* **WORK INSTRUCTIONS**:
1. Answer these from the interview about NHS data and analytics:
(a) With which body does the speaker work as senior responsible officer for the Covid-19 data store?
(b) How large is the team of data and analytical professionals in 2020?
(c) What does the speaker say "augmentation" means?
2. Translate this sentence from the interview about NHS data and analytics into Spanish: "I am a firm believer in augmentation, meaning that we need to do better today than we did yesterday."
3. Write the next part of the interview about NHS data and analytics, picking up after its last sentence.

I am currently the national director of data and analytics for NHS England and NHS Improvement responsible for delivery of national programmes to support commissioning of integrated care. In collaboration with NHSX, I am the senior responsible officer for the Covid-19 data store and the associated outputs that have formed the analytical backbone of decision-making through the pandemic.
What is the proudest achievement of your career to date?
I would list these under the umbrella of my current role. The essential ingredient for these achievements has been being able to hire and develop the right individuals, empowering them to fly and ensuring that they are outcome-driven - nothing jars more with me than fluffy, impractical ideation. In 2020, I can look back and say that we have a 300-strong team of data and analytical professionals working together under a new operating model. There is a strong move towards a data platform play as seen through the Covid-19 work and we have begun a journey of professionalising the role of the analyst.
Tell us about a career goal or a purpose for your organisation that you are pursuing?
I am a firm believer in augmentation, meaning that we need to do better today than we did yesterday. To do that we must embrace modern data and analytical approaches and tools and be willing to take our existing hard-working staff along with us on this transformation journey. This requires conviction at all levels of the organisation and the greatest enabler of any such change is people. My goal is to ensure that our current workforce moves into the new world of data and analytics as we go through a multi-year journey to develop data science capabilities at scale.

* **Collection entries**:

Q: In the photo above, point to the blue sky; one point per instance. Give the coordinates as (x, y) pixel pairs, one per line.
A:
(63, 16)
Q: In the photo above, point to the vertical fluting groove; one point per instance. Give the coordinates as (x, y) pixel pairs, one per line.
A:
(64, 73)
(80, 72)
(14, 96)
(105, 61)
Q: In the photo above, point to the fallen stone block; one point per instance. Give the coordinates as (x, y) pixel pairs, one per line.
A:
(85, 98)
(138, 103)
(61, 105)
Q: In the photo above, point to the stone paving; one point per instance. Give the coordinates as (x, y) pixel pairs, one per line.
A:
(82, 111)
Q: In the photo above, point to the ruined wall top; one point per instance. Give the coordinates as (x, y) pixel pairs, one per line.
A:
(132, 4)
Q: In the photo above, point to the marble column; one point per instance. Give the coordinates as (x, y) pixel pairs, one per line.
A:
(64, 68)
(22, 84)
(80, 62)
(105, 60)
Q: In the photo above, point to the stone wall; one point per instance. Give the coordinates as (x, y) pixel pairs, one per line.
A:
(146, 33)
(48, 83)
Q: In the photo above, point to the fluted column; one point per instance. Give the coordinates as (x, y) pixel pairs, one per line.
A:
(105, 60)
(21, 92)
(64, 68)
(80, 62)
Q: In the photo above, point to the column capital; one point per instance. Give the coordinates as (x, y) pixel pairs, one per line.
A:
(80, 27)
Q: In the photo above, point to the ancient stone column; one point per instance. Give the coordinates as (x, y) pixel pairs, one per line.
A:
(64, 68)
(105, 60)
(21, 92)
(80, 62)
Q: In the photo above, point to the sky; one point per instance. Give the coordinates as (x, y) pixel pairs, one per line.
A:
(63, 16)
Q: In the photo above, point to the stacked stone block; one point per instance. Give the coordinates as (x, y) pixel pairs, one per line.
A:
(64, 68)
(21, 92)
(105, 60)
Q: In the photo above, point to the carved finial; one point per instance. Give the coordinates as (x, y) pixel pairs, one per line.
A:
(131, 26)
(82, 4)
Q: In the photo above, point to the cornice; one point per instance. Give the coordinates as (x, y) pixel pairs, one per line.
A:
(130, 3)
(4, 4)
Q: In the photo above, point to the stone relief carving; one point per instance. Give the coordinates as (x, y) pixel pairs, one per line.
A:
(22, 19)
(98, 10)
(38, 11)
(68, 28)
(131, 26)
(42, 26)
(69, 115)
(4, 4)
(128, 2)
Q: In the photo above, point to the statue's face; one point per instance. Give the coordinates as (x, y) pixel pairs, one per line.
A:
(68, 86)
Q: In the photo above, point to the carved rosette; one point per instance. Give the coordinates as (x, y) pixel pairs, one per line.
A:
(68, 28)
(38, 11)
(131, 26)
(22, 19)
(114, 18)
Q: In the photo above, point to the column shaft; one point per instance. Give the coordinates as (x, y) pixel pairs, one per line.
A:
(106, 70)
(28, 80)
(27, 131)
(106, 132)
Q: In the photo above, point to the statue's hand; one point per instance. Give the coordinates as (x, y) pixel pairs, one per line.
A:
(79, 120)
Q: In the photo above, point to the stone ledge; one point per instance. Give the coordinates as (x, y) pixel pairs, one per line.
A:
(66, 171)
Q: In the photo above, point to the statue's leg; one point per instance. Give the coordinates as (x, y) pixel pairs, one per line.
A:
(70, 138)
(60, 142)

* **EXERCISE ANSWERS**:
1.
(a) NHSX
(b) 300-strong
(c) That we need to do better today than we did yesterday.

2. Creo firmemente en la aumentación, lo que significa que hoy debemos hacerlo mejor que ayer.

3.
How closely aligned to the business are data and analytics both within your own organisation and at an industry level? What helps to bring the two closer together?
There is no doubt that the NHS (which is not really a homogenous, single organisation, but rather many different businesses) places a strong emphasis on data and analytics. Through learnings from Covid-19, NHS England and NHS Improvement seek to accelerate the delivery of data and analytics infrastructure by scaling the value of data, providing real-time, relevant data and analysis to decision-makers and operational teams across national, regional and local systems in order to unlock operational improvements and thereby patient outcomes.
The vision for data and analytics is to improve the way we capture, manage and deliver data and insights to the right person at the right time to support better decisions and enhance value through optimisation of health and care resources. Data should be treated as a product - data needs to be accessible, trustworthy, privacy-preserving, secure, inter-operable and audited. Analytics and modelling need to be reliable, available, understandable, reproducible, upgradable, audited and safe so as not to introduce bias.
The data and analytics infrastructure should be developed in a way that supports the different user groups: creators, users and consumers. We have embarked upon a journey of change as the NHS - in due course we will achieve alignment with industry best practices.
What is your view on how to develop a data culture in an organisation, building out data literacy and creating a data-first mindset?
No-one argues with the importance of data and analytics, yet, as with most organisations embedding a data-driven culture, it needs to start at the top. We need to move away from the paradigm of policy being supported by data and analytics to a situation where insights drive policy-making. We need to see the introduction of new senior roles, such as chief data and analytical officers, at board level and career paths that help to build the pipeline of future leaders in this area.
Data science is the next frontier in advanced analytics and one that needs to be developed thoughtfully and together with business needs. Finally, we need to instil a culture that promotes open innovation and the fail-fast, learn-fast approach as we begin to develop and use sophisticated prediction models.